Task goal: Repeat the entire listing exactly.

* begin Data section *

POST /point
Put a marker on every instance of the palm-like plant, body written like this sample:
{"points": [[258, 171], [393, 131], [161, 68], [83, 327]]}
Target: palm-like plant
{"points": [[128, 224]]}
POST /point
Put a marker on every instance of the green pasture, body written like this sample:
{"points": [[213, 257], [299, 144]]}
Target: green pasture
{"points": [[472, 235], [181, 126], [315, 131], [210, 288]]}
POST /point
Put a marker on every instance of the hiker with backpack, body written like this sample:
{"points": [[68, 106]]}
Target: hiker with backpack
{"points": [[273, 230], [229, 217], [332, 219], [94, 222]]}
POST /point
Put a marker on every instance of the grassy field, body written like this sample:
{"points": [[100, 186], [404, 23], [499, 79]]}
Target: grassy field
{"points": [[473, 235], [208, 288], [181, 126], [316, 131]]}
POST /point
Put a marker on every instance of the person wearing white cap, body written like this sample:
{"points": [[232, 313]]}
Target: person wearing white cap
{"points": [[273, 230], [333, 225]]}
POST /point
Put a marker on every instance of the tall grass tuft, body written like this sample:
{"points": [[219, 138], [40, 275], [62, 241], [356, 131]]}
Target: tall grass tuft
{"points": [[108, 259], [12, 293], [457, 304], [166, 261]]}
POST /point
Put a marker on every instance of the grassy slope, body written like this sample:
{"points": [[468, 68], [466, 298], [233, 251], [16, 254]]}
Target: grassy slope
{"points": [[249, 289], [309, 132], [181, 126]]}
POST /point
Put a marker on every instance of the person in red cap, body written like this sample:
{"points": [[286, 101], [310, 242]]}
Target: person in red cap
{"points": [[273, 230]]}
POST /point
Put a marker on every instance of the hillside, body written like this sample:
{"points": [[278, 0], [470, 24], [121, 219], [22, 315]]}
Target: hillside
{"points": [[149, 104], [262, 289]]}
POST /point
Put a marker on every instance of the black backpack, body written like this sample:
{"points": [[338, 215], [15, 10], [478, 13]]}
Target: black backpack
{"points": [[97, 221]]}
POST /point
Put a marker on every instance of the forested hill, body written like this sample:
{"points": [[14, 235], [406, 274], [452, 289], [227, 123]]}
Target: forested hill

* end Data section *

Solution to the exercise:
POST /point
Put a marker on every instance of the palm-like plant, body written like this sample:
{"points": [[258, 171], [393, 131], [161, 68], [83, 327]]}
Target: palm-like plant
{"points": [[128, 224]]}
POST /point
Put a marker on every instance of the green pasture, body written like this sample:
{"points": [[213, 257], [299, 144]]}
Target: green pasture
{"points": [[472, 235], [181, 126], [315, 131], [210, 288]]}
POST /point
Put a marker on every instance of the hiker with backpack, body written like this sample:
{"points": [[68, 106]]}
Target: hiker with backpack
{"points": [[273, 230], [229, 217], [332, 219], [94, 222]]}
POST /point
Put a marker on every instance of the grassy field, body written like this sample:
{"points": [[100, 186], [404, 23], [499, 79]]}
Target: grassy field
{"points": [[473, 235], [208, 288], [181, 126], [316, 131]]}
POST /point
Put a marker on every instance of the person wearing white cap, body written like this sample:
{"points": [[232, 313]]}
Target: person wearing white cap
{"points": [[273, 230], [333, 225]]}
POST /point
Put a marker on every instance of the tall grass tuft, body written like this sample:
{"points": [[219, 138], [40, 275], [62, 241], [356, 131]]}
Target: tall grass tuft
{"points": [[108, 259], [12, 293], [457, 304], [166, 261]]}
POST /point
Put a marker on every instance of the grassy slope, body written like this sample:
{"points": [[468, 68], [466, 298], [233, 251], [16, 254]]}
Target: grassy slope
{"points": [[249, 289], [309, 132], [181, 126]]}
POST /point
Put a marker on every instance of the person in red cap, body written like this sample:
{"points": [[286, 101], [310, 242]]}
Target: person in red cap
{"points": [[273, 230]]}
POST /point
Put a marker on every instance of the hillside, body written like this sample:
{"points": [[278, 0], [470, 24], [121, 219], [22, 315]]}
Target: hillside
{"points": [[149, 104], [262, 289]]}
POST /point
Put a marker on every instance of the black backpack, body written like this sample:
{"points": [[338, 215], [15, 10], [478, 13]]}
Target: black backpack
{"points": [[97, 221]]}
POST /point
Put a marker on every instance of the forested hill, body written like this sample:
{"points": [[14, 235], [406, 274], [452, 289], [227, 123]]}
Target: forested hill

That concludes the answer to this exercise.